Und selbst als er im Kloster Hersfeld ausgepeitscht wurde, weil er seiner Berufung nicht dergestalt folgte, dass er als Mönch ins Kloster eintrat, machte er niemandem Vorwürfe oder beklagte sich. Stattdessen betete er einen Bußpsalm (der heute vorzugsweise verbannt wird): „Verbirg dein Angesicht vor meinen Sünden, tilge alle Schuld, mit der ich beladen bin! Erschaffe mir, Gott, ein reines Herz und einen festen Geist erneuere in meinem Innern!“ (Ps 51,11-12).

Seine Rechtfertigung war: „Ich bin ein Freund des Kaisers“, was für weitere Empörung sorgte, wenn sich ein Obdachloser so nannte. Tatsächlich meinte Heimerad aber nicht den weltlichen Kaiser Heinrich II., sondern Jesus Christus, der zu dieser Zeit als Imperator bezeichnet wurde.

Heimerad wandte sich ab von den Grundsätzen des stationierten Lebens und zog das Nomadentum vor. Eine Form, wie sie übrigens auch in kirchlichen Zusammenhängen verworfen wird. Das wohl bekannteste Beispiel ist die Regel des heiligen Benedikt, der in den Arten der Mönche solche Christen als Gyrovagen ächtet.
◆ ◆ ◆ ◆ ◆
→ ANWEISUNG A
Ermittle jede Zeile der Auflistung unten, die das Wort „below“ enthält, und schreibe diese Zeilen ab, wobei Groß- und Kleinschreibung zu beachten ist.

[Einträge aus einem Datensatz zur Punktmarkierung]
◆ ◆ ◆ ◆ ◆
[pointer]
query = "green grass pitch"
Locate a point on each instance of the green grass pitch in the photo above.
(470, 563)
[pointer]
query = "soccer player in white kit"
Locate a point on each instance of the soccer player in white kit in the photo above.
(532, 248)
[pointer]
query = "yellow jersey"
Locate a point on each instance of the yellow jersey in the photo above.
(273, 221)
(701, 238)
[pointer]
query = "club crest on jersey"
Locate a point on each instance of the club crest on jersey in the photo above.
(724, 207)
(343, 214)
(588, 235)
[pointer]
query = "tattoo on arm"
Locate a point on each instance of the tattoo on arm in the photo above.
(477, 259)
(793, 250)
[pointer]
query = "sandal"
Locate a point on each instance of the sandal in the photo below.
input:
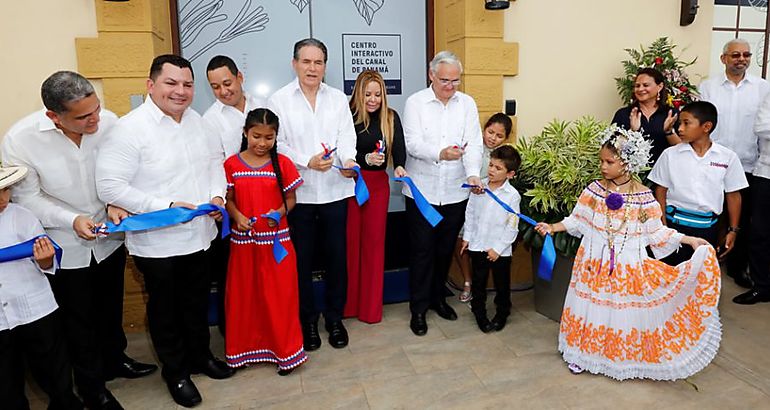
(465, 295)
(575, 369)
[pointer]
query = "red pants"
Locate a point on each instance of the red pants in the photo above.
(366, 249)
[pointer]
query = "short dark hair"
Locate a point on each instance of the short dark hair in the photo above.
(510, 157)
(62, 88)
(222, 61)
(704, 111)
(310, 42)
(502, 119)
(157, 64)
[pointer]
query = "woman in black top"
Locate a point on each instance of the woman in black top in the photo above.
(649, 112)
(380, 139)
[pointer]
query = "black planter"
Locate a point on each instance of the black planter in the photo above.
(549, 296)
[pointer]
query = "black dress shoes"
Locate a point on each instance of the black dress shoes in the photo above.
(215, 369)
(484, 324)
(444, 310)
(499, 321)
(104, 400)
(310, 336)
(751, 297)
(184, 392)
(418, 324)
(743, 280)
(338, 335)
(129, 369)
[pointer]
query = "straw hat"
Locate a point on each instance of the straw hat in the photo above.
(11, 175)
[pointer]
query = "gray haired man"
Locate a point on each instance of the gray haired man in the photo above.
(59, 146)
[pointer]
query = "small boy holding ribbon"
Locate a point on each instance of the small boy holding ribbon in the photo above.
(627, 315)
(29, 327)
(488, 237)
(695, 177)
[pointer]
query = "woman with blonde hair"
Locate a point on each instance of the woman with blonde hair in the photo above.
(380, 140)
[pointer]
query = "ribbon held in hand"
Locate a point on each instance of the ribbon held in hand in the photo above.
(24, 250)
(164, 218)
(362, 192)
(547, 255)
(279, 252)
(426, 209)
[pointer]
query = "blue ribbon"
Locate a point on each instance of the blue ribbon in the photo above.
(279, 252)
(547, 255)
(24, 250)
(362, 192)
(426, 209)
(165, 217)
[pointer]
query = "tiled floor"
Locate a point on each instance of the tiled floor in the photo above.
(456, 366)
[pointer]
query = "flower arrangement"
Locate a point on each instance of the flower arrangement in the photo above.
(660, 56)
(631, 146)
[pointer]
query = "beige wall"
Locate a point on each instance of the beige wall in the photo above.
(570, 52)
(37, 37)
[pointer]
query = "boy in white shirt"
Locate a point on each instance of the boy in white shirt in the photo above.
(695, 177)
(489, 234)
(29, 327)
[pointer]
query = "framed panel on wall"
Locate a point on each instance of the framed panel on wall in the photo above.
(390, 36)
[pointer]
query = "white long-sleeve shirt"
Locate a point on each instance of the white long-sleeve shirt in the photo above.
(429, 127)
(762, 129)
(149, 161)
(227, 122)
(60, 184)
(737, 106)
(488, 225)
(303, 130)
(25, 294)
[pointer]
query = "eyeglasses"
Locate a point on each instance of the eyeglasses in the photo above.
(445, 82)
(737, 55)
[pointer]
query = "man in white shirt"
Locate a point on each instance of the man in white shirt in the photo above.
(443, 145)
(226, 117)
(59, 145)
(159, 156)
(315, 117)
(737, 96)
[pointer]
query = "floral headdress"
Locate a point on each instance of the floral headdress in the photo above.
(632, 148)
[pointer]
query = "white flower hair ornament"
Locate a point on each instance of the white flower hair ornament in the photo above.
(631, 146)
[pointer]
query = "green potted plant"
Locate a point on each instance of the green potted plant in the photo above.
(556, 165)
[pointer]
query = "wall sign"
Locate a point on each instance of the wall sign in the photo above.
(378, 52)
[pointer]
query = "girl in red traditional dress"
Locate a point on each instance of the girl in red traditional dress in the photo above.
(261, 300)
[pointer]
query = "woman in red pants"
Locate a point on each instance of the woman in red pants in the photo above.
(380, 140)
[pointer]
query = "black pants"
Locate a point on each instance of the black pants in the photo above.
(711, 234)
(759, 250)
(431, 253)
(220, 253)
(331, 220)
(177, 310)
(91, 304)
(738, 258)
(39, 344)
(501, 276)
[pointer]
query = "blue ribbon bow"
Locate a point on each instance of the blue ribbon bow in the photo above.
(426, 209)
(23, 250)
(547, 255)
(165, 217)
(362, 192)
(279, 252)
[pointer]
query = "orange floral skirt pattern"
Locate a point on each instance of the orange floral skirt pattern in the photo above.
(646, 320)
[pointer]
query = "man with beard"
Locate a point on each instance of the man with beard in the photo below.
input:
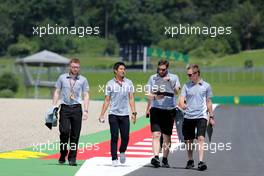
(119, 95)
(162, 88)
(70, 87)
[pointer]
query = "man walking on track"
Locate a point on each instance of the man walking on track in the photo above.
(119, 94)
(197, 93)
(162, 88)
(70, 87)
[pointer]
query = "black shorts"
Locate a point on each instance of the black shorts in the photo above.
(189, 126)
(162, 120)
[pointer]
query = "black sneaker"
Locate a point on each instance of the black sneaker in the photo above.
(61, 160)
(165, 163)
(72, 163)
(155, 162)
(190, 164)
(202, 166)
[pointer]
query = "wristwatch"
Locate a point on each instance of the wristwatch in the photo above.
(134, 113)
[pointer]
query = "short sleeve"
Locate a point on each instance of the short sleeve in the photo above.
(184, 90)
(58, 84)
(209, 92)
(85, 86)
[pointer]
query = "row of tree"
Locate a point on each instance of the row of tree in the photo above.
(140, 21)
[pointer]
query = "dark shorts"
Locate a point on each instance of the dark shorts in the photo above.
(189, 126)
(162, 120)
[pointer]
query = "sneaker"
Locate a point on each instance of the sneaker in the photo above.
(155, 162)
(202, 166)
(165, 163)
(114, 163)
(61, 160)
(190, 164)
(122, 158)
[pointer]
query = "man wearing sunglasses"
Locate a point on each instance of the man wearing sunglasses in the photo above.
(195, 100)
(162, 88)
(73, 90)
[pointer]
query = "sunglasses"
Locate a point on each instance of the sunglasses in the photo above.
(192, 74)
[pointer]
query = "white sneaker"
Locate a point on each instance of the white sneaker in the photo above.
(114, 163)
(122, 158)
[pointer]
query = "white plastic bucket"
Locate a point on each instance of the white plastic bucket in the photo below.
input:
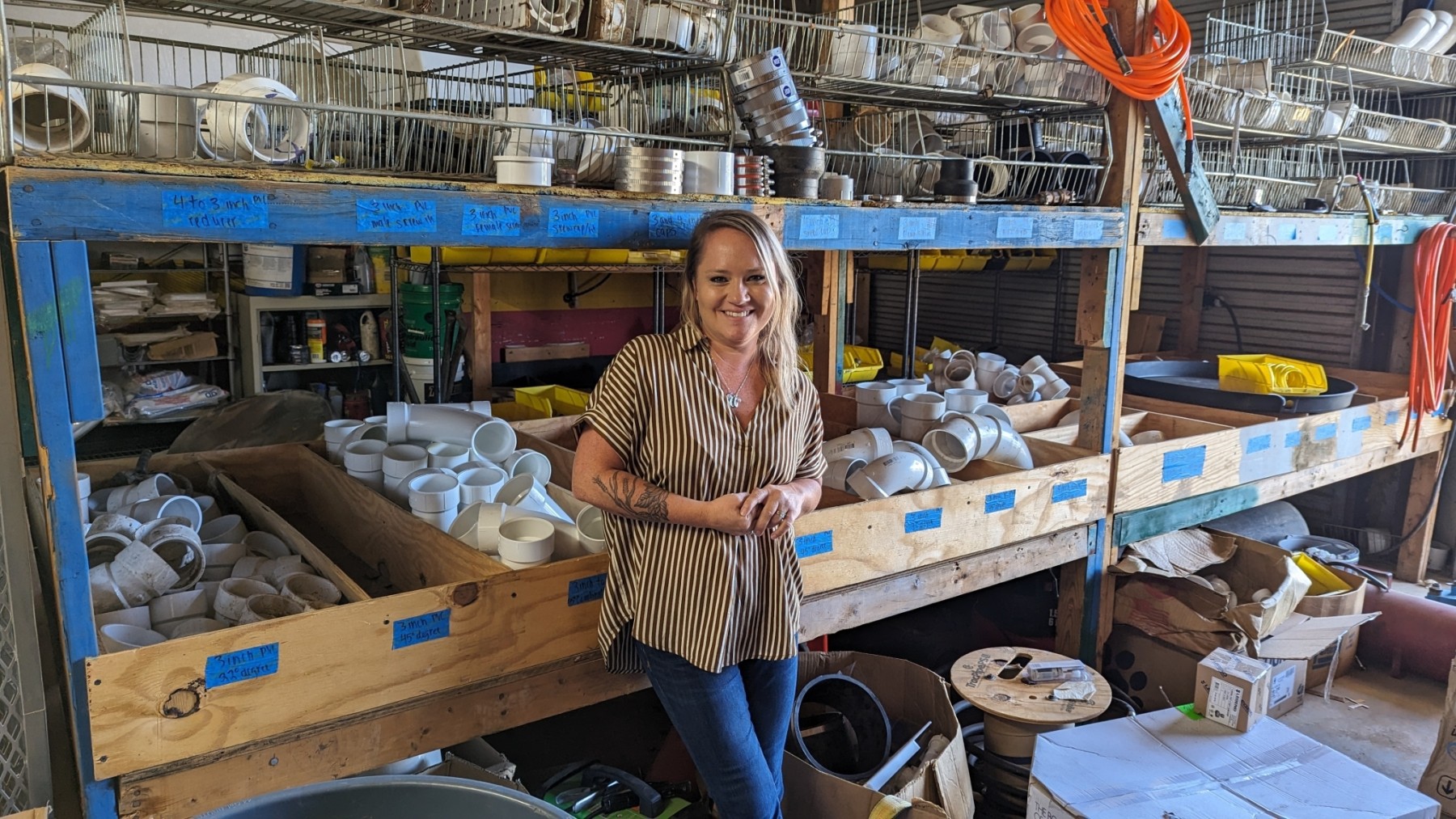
(269, 269)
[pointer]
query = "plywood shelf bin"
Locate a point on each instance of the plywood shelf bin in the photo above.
(442, 617)
(1255, 447)
(848, 540)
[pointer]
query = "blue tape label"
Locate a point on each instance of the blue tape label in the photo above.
(1088, 230)
(817, 543)
(1069, 491)
(243, 664)
(573, 223)
(491, 220)
(395, 216)
(916, 229)
(1181, 464)
(1015, 227)
(922, 520)
(819, 226)
(586, 589)
(414, 630)
(214, 209)
(666, 224)
(1001, 500)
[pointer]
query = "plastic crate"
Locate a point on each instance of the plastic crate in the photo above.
(1272, 374)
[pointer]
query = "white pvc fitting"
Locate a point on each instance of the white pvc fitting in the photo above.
(434, 493)
(839, 471)
(402, 458)
(529, 493)
(910, 386)
(437, 520)
(527, 462)
(480, 485)
(269, 607)
(178, 606)
(897, 471)
(875, 393)
(527, 540)
(311, 591)
(121, 637)
(921, 406)
(866, 444)
(232, 597)
(591, 530)
(265, 544)
(444, 454)
(1011, 449)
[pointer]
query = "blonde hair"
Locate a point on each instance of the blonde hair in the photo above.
(778, 348)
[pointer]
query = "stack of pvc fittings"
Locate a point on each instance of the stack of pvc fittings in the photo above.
(167, 565)
(768, 101)
(753, 175)
(650, 171)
◆ ◆ ◆ ◆ ◆
→ ANWEISUNG B
Beantworte anhand des Textes über Heimerad, wen er meinte, als er sich einen Freund des Kaisers nannte.

→ RICHTIGES ERGEBNIS A
Locate a point on each instance of the sandal in the photo below.
Locate a point on each instance of the man with beard in the photo below.
Locate a point on each instance of the white plastic bucket in the photo below.

→ RICHTIGES ERGEBNIS B
Er meinte Jesus Christus, der zu dieser Zeit als Imperator bezeichnet wurde, und nicht den weltlichen Kaiser Heinrich II.